What you have to do: Beginning at the line that contains "for every instance of the silver" and ending at the last line of the entries, write out each line exactly; include nothing outside that span.

Location labeling records

..............................

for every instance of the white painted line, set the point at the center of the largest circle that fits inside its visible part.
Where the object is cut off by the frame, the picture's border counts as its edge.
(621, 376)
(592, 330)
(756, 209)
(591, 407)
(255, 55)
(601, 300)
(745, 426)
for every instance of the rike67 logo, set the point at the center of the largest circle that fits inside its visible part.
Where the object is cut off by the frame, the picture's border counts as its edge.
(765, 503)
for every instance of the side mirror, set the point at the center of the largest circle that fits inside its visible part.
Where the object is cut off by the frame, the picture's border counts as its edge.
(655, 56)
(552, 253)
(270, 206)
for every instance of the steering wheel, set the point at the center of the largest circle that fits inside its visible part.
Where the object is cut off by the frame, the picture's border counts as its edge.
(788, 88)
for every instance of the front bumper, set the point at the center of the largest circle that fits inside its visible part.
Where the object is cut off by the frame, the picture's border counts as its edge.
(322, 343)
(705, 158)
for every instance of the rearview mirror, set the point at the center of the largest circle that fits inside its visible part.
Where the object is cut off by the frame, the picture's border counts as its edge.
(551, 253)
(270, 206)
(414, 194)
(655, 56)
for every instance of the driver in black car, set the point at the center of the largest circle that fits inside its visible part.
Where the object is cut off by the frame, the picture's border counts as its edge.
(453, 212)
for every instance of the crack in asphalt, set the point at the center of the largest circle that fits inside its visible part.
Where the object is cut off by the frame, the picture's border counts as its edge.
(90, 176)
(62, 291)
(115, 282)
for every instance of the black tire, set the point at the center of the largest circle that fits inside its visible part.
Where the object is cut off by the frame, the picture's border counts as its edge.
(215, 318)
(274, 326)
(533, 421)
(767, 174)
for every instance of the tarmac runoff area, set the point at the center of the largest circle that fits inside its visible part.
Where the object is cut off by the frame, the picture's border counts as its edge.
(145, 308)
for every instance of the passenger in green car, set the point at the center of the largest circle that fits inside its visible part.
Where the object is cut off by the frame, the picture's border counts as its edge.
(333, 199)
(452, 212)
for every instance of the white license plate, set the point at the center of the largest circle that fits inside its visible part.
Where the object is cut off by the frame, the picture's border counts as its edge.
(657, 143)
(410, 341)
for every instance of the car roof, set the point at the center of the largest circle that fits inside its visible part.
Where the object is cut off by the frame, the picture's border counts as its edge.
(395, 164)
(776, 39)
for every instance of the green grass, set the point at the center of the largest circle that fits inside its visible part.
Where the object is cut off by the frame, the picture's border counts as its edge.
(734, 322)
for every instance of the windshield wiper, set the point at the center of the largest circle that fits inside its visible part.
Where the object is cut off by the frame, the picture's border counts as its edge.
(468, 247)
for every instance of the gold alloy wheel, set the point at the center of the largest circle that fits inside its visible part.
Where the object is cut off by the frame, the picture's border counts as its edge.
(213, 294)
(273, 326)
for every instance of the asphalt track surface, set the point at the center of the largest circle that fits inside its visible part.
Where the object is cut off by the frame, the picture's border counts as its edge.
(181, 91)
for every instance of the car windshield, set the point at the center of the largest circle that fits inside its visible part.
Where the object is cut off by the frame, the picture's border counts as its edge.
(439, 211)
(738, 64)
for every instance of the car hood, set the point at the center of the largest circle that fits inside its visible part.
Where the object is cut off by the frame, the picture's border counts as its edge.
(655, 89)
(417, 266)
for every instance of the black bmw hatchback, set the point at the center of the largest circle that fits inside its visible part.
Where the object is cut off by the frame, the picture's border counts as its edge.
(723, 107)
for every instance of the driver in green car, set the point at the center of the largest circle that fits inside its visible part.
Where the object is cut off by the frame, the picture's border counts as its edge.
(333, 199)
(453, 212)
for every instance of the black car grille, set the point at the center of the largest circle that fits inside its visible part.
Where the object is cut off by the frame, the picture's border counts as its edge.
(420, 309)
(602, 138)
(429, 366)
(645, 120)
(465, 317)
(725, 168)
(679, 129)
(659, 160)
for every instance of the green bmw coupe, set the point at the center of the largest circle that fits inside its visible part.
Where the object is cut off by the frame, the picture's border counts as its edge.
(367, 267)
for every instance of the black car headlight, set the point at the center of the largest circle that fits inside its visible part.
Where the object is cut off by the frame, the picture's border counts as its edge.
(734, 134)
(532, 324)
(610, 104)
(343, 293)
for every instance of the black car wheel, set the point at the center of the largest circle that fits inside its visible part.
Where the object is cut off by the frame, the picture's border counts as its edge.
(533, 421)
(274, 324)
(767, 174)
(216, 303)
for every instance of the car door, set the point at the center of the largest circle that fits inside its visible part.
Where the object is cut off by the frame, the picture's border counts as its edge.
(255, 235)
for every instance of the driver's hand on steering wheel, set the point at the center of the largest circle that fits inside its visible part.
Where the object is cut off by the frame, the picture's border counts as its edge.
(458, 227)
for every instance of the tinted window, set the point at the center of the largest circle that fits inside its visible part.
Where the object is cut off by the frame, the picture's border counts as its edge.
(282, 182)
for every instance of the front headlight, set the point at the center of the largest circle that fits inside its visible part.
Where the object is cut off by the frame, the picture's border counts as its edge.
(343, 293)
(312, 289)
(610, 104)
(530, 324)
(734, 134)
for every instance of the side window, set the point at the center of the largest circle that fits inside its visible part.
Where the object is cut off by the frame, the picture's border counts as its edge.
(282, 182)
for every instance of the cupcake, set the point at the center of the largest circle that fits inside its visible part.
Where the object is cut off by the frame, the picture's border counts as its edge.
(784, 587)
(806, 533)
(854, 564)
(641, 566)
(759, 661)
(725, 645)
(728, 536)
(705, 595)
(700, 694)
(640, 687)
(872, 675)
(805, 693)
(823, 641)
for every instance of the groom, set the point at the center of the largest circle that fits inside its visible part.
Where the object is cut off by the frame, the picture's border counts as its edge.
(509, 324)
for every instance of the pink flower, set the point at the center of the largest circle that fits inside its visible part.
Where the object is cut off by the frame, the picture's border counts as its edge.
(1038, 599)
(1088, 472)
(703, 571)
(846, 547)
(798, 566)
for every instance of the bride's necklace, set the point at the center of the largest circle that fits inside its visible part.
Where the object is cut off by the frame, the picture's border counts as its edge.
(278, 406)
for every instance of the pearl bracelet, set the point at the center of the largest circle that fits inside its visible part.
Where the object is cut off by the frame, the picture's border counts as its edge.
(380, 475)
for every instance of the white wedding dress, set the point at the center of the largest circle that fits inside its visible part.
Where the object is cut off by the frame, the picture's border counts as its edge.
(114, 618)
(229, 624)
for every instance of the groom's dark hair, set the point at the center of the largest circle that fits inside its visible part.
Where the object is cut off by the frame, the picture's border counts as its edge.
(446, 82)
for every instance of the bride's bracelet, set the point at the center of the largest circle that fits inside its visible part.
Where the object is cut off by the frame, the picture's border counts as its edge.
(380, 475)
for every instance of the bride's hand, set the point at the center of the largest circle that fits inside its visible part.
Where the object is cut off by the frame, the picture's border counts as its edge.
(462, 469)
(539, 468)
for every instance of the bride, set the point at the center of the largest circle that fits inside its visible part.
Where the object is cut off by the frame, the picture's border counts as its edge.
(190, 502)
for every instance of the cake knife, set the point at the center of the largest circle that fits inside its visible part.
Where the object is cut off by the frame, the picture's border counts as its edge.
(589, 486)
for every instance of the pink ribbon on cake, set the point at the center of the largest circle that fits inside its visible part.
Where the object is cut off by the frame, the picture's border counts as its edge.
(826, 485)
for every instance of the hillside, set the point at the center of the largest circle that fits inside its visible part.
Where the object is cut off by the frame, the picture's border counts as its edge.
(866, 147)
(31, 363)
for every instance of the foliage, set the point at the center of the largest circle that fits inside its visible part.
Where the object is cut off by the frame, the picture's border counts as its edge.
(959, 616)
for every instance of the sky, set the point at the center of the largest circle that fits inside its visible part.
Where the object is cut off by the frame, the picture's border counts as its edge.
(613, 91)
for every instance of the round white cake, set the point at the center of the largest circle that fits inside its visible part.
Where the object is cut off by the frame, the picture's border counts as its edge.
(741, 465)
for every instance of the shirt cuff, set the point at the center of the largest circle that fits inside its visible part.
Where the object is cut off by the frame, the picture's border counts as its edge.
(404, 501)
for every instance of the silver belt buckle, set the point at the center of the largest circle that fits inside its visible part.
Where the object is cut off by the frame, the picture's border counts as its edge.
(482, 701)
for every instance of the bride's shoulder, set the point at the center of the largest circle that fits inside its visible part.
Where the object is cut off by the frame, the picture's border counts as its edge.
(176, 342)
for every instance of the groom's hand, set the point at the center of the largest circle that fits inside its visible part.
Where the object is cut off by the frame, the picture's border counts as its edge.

..............................

Task output:
for every instance of the silver belt buckle, set the point at the center of the largest circle that fits inside its visible part.
Where the object is cut off by the frame, the picture's border counts as its edge.
(482, 701)
for every instance of the bride's shoulder, set the point at the center of the largest circle that fits inside its visible part.
Where the object is cut off by the frame, the picture's border counts as its edge.
(176, 342)
for every instance of the groom's hand, set the point at the center of the largest circle that fits inside its visible part.
Where the object is cut off by the frame, the picture's border counts as its edge.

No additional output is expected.